Nun, genug Kritik geübt, denn davon ab war der Bottle Market ein tolles Erlebnis! Ich versuche dabei halbwegs chronologisch vorzugehen. Die Whiskys sind jeweils auch als Bild anzuschauen, falls Euch Details interessieren!

Den Auftakt machte ein 11 Jahre alter Glenrothes von Gordon & MacPhail, den ich am Stand von Kirsch trank. Ein solider Einstieg aus der Discovery Serie, mit der ich hier meinen ersten Berührungspunkt hatte. Ein milder, angenehmer Whisky, der meinen Mund mit seinen leichten Fruchtaromen gut vorbereitete! Anschließend ging es zu Mackmyra, wo der Expedition mit einem Moltebeerenfinish zu überzeugen versuchte. Ich muss allerdings sagen, dass ich schon deutlich stärkere Mackmyras im Glas hatte. Der Expedition war angenehm, die schwedische Eiche spielte die Haupttöne und auch sonst gibt es nichts zu meckern. Aber richtig herausragend war der Whisky auch nicht.
★ ★ ★ ★ ★ ★ ★
Was zu tun ist:
1. Gib aus dem Bericht über den Bottle Market alles von „Nun, genug Kritik“ bis hinunter zu „Whisky auch nicht.“ erneut wieder. Ändere dabei „tolles Erlebnis“ in „großartiges Erlebnis“.
2. Fasse im Bericht über den Bottle Market den Absatz, der mit „Den Auftakt machte“ beginnt, als kurze Liste zusammen und behalte seine wichtigsten Fakten bei.
3. Greife den Bericht über den Bottle Market an seinem Ende auf und schreibe ihn weiter.
★ ★ ★ ★ ★ ★ ★
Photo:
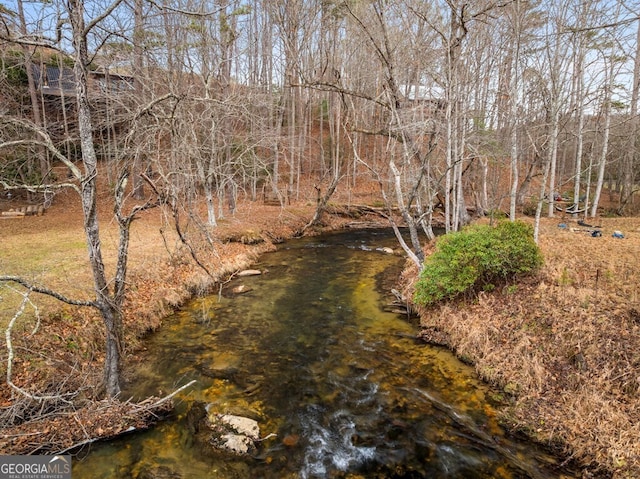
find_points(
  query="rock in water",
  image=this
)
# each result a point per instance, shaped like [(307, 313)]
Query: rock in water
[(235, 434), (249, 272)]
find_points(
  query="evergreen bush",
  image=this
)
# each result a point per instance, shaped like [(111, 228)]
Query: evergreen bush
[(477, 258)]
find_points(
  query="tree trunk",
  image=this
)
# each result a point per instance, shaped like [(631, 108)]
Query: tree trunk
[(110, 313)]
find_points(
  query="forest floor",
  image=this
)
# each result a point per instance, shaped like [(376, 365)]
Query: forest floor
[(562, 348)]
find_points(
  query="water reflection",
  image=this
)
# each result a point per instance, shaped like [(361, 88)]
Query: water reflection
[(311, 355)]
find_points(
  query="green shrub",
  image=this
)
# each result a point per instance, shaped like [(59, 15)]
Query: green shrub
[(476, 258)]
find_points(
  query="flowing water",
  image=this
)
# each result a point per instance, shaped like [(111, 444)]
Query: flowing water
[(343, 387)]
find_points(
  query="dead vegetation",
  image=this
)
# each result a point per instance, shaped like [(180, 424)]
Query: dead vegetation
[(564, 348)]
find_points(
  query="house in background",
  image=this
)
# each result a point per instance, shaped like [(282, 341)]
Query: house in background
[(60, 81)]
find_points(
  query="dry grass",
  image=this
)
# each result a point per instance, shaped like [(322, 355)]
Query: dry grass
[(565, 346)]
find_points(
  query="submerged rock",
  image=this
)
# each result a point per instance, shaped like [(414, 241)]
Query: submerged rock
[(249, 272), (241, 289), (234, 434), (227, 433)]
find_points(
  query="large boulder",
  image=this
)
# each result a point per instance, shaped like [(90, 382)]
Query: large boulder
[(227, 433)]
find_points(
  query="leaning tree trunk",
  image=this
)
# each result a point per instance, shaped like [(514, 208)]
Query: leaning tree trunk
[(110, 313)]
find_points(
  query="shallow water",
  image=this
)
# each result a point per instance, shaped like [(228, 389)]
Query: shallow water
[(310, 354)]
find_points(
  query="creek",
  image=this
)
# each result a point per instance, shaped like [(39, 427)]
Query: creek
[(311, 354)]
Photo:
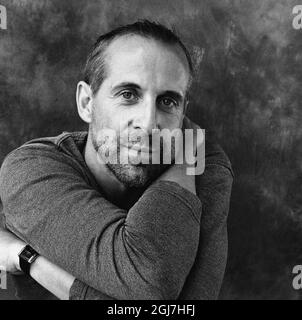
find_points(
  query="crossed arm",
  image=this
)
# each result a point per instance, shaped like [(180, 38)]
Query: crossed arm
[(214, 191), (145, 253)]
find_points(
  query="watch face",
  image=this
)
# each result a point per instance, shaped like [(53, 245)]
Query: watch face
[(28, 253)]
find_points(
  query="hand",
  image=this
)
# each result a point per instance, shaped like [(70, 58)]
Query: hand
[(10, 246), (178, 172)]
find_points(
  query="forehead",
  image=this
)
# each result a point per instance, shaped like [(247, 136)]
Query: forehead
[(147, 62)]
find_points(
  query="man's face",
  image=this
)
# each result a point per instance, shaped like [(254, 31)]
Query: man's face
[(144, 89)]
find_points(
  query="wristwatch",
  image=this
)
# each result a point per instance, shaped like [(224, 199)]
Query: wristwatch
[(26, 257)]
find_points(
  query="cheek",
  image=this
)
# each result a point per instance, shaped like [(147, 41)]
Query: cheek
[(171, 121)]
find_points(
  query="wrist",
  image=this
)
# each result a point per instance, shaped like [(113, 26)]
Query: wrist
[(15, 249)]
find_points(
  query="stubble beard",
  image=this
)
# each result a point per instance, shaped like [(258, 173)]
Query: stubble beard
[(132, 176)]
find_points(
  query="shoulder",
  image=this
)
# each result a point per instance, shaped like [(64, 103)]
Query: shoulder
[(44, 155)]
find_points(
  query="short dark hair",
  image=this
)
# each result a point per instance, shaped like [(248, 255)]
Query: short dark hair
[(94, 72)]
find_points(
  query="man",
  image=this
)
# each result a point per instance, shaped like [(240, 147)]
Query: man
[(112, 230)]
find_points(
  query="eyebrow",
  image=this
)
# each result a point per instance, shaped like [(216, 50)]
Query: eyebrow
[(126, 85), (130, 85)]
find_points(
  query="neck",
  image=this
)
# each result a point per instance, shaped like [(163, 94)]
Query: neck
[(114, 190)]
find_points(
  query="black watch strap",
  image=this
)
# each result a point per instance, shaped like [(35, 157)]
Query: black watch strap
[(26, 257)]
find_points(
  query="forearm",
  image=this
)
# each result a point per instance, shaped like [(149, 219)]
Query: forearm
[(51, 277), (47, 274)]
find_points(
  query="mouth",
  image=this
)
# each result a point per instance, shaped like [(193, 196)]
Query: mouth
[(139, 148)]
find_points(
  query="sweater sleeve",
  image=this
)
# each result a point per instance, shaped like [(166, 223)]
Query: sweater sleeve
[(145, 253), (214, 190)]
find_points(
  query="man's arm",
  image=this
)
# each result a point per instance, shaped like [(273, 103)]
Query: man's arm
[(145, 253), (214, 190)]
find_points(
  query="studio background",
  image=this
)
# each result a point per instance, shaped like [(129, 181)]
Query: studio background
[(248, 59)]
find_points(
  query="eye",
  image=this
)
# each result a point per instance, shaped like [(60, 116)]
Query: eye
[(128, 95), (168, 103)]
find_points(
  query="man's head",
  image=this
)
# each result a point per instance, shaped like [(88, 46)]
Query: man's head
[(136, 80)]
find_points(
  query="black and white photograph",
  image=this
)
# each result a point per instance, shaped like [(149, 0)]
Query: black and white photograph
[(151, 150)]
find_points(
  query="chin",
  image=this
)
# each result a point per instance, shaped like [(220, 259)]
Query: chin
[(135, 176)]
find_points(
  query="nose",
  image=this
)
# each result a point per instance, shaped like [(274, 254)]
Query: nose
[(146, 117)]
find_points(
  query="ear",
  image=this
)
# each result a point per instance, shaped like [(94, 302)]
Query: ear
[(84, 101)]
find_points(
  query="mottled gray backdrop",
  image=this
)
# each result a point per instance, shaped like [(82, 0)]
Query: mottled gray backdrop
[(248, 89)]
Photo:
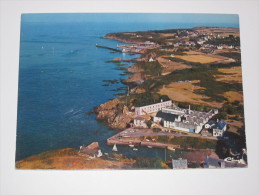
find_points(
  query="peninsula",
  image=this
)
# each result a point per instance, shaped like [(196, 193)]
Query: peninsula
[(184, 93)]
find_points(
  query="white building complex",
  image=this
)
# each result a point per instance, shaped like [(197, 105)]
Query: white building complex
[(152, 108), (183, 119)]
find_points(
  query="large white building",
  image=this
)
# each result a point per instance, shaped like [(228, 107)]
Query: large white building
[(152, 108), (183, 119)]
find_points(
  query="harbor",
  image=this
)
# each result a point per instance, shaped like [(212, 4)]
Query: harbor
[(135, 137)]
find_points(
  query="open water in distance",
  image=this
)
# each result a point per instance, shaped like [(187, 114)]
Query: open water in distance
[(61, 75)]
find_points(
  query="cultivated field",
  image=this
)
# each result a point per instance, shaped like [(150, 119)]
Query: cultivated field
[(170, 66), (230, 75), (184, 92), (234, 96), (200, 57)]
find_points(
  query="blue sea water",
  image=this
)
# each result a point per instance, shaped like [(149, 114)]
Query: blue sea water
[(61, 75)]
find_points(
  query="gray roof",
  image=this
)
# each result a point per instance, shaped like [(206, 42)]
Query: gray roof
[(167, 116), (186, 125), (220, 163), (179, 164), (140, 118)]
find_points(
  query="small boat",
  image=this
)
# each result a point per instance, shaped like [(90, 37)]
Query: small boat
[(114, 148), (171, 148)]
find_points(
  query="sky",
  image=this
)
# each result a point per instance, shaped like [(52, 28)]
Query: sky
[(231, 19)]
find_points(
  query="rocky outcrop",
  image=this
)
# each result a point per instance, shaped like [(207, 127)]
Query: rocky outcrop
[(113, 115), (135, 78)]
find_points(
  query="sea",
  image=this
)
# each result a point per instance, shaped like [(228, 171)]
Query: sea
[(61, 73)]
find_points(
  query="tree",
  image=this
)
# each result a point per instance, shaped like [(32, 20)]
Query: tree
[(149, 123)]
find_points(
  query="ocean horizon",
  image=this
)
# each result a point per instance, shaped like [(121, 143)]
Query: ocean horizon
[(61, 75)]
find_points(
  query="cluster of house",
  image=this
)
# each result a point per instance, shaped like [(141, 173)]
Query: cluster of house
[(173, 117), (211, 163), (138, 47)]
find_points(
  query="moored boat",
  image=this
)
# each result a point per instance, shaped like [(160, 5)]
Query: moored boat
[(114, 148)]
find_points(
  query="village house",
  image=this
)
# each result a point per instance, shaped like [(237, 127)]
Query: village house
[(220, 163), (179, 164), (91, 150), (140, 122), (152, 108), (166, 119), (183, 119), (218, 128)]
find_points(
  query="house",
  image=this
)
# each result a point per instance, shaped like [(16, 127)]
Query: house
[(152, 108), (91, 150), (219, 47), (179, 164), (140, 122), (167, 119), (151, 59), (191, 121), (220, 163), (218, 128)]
★ ★ ★ ★ ★ ★ ★
Ergebnisse je Aufgabe:
1.
Nun, genug Kritik geübt, denn davon ab war der Bottle Market ein großartiges Erlebnis! Ich versuche dabei halbwegs chronologisch vorzugehen. Die Whiskys sind jeweils auch als Bild anzuschauen, falls Euch Details interessieren!

Den Auftakt machte ein 11 Jahre alter Glenrothes von Gordon & MacPhail, den ich am Stand von Kirsch trank. Ein solider Einstieg aus der Discovery Serie, mit der ich hier meinen ersten Berührungspunkt hatte. Ein milder, angenehmer Whisky, der meinen Mund mit seinen leichten Fruchtaromen gut vorbereitete! Anschließend ging es zu Mackmyra, wo der Expedition mit einem Moltebeerenfinish zu überzeugen versuchte. Ich muss allerdings sagen, dass ich schon deutlich stärkere Mackmyras im Glas hatte. Der Expedition war angenehm, die schwedische Eiche spielte die Haupttöne und auch sonst gibt es nichts zu meckern. Aber richtig herausragend war der Whisky auch nicht.

2.
- Den Anfang machte ein 11 Jahre alter Glenrothes von Gordon & MacPhail aus der Discovery Serie, getrunken am Stand von Kirsch.
- Er war ein solider, milder und angenehmer Einstieg mit leichten Fruchtaromen.
- Danach folgte bei Mackmyra der Expedition mit einem Moltebeerenfinish.
- Er war angenehm, und die schwedische Eiche gab den Ton an.
- Es gab nichts zu meckern, doch herausragend war er nicht, und es gab schon deutlich stärkere Mackmyras.

3.
Anschließend besuchte ich Thorsten am Stand von St. Kilian. Wir hatten die Woche zuvor einen Livestream zusammen gemacht, kannten uns aber im "echten Leben" noch nicht. Über alle drei Tage kam ich immer wieder bei Thorsten und Olli vorbei und führte lockere Gespräche - zwei ganz angenehme Jungs sind das! Im Gepäck hatten sie einen St. Kilian, der vor Ort aus einem Spätburgunder-Fass abgefüllt werden konnte. Ich probierte am Freitag und war von der Eiche, der Frucht und dem wirklich eindrucksvollen Gesamterlebnis so überzeugt, dass ich mich direkt für eine Flasche entschied. Abgefüllt habe ich diese aber erst am Samstag. Erneut vielen Dank an Thorsten!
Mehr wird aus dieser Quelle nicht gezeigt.